-------- Extracted text
The couturier also revolutionized fashion with a new type of model who embodied his collections. Colette, his first muse in Paris, had a different sort of beauty, and chroniclers described her way of walking down the catwalk as “that of a grenadier who wanted to kill everyone.” French actress Nine d’Urso, 29, brings Colette to life on the screen. “We don’t know much about her. She was with him from 1937 until she died in the 1950s,” explains the actress, who received help from her mother, model Inès de la Fressange, in preparing for her role. “Colette was a bit masculine; she had sharp bones and broad shoulders. She had a slight hump and bony hips, so she moved and posed in a very particular way, like a contortionist. Cristobal was obsessed with her figure and created many silhouettes to flatter her,” the actress notes. “At a time when models were tiny, Balenciaga changed things. He was a visionary and even created a new model of woman.”

In 1973, a year after the designer’s death, the Metropolitan Museum in New York paid tribute to him with an exhibition. The New York Times headlined its review of the exhibit “The Age of Balenciaga: It Seems So Long Ago.” Calvin Klein said that “most of his work seems outdated.” They were wrong. Balenciaga’s name was revived and is now part of the Kering luxury group. His radical ideas about form and structure and his technical innovations in fabric and cut still live on. Demna Gvasalia, Balenciaga’s current creative director, often nods to the fashion house’s archives in his own creations.
----------------
■ **Complete the following**:
**a.** In the Balenciaga passage, in what year did the Metropolitan Museum in New York honor the designer with an exhibition?
**b.** Retype everything in the Balenciaga passage from "In 1973, a year" down to "his own creations.".
-------- Given records
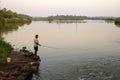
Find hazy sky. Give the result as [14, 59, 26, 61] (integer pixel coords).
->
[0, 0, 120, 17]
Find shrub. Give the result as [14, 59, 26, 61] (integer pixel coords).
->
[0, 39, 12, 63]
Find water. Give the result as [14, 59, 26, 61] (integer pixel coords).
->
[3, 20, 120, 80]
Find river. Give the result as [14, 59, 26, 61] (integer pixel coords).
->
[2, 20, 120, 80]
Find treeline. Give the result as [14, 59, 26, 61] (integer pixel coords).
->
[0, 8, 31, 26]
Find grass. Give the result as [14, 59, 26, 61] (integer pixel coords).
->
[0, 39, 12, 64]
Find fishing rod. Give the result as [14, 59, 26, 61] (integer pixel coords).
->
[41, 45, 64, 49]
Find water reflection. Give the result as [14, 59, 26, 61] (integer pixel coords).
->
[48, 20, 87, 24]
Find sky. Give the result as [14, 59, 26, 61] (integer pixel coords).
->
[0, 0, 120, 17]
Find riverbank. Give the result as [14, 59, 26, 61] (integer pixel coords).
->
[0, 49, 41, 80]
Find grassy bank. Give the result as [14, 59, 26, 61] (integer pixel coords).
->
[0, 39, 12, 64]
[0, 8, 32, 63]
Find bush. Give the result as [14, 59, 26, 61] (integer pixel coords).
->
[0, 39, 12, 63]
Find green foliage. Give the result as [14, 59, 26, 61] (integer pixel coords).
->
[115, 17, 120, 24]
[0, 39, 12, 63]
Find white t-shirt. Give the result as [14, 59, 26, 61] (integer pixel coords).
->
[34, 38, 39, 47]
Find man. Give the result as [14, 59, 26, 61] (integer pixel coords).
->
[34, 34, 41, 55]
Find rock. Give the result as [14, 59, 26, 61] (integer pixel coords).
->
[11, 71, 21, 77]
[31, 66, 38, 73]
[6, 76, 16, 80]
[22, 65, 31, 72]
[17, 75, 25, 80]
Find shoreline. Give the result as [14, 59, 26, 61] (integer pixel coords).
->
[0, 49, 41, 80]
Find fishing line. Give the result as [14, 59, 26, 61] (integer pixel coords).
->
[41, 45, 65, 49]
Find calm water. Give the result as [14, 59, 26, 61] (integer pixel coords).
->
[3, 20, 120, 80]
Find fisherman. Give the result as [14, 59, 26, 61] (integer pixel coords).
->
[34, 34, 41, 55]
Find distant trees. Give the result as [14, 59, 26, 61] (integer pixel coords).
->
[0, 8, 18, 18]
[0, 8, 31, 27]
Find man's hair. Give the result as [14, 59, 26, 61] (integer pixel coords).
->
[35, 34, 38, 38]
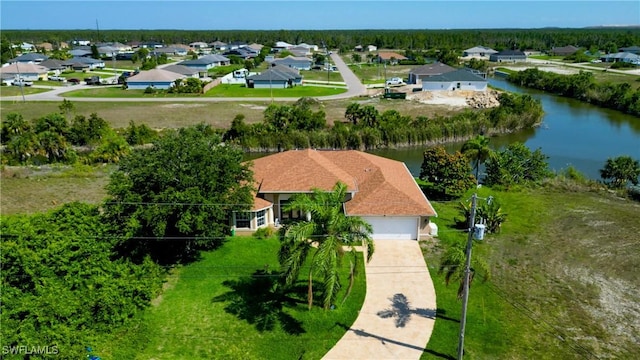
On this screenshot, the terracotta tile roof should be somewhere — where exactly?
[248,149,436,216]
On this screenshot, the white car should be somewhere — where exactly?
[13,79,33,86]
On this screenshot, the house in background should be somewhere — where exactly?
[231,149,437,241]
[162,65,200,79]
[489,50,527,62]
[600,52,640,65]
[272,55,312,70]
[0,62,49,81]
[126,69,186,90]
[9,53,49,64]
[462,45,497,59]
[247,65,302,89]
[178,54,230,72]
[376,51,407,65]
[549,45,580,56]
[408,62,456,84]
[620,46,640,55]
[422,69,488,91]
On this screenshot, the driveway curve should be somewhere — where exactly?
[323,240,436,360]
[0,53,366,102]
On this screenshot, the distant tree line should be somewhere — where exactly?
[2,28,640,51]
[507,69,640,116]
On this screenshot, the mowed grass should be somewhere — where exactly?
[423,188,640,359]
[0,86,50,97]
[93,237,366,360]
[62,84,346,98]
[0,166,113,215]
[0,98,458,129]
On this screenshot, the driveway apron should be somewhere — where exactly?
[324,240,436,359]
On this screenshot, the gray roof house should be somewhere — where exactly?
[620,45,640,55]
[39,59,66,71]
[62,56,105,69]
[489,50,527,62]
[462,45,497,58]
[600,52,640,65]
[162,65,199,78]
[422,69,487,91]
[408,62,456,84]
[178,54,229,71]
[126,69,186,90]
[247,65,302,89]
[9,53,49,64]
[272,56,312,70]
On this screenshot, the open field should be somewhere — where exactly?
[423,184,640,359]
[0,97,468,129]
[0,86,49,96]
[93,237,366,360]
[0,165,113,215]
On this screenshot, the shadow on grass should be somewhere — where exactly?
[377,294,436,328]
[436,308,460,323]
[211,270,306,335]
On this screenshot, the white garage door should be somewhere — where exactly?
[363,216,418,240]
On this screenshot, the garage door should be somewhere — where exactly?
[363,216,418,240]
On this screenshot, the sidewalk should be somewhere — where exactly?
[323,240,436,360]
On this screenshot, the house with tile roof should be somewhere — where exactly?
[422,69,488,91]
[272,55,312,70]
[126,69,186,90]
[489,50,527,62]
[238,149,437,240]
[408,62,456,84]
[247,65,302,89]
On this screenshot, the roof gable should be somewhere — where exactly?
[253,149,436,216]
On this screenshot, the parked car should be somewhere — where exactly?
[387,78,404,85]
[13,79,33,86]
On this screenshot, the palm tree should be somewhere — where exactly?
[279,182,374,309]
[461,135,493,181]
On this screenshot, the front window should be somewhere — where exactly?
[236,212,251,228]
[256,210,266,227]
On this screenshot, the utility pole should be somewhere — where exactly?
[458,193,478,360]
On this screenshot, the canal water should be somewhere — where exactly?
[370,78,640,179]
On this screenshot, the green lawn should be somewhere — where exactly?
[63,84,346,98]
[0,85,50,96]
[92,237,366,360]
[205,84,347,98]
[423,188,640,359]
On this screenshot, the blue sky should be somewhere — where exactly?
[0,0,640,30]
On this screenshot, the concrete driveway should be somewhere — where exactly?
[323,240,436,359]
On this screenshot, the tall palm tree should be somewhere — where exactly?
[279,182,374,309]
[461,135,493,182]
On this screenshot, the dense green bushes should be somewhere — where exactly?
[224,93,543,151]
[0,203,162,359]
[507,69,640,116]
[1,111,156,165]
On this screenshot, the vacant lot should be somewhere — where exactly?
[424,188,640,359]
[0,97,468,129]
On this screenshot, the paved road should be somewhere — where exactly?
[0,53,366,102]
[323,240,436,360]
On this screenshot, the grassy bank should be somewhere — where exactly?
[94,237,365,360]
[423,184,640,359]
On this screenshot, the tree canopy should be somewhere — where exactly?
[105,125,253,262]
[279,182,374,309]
----------------
■ **Full answers**:
**a.** 1973

**b.**
In 1973, a year after the designer’s death, the Metropolitan Museum in New York paid tribute to him with an exhibition. The New York Times headlined its review of the exhibit “The Age of Balenciaga: It Seems So Long Ago.” Calvin Klein said that “most of his work seems outdated.” They were wrong. Balenciaga’s name was revived and is now part of the Kering luxury group. His radical ideas about form and structure and his technical innovations in fabric and cut still live on. Demna Gvasalia, Balenciaga’s current creative director, often nods to the fashion house’s archives in his own creations.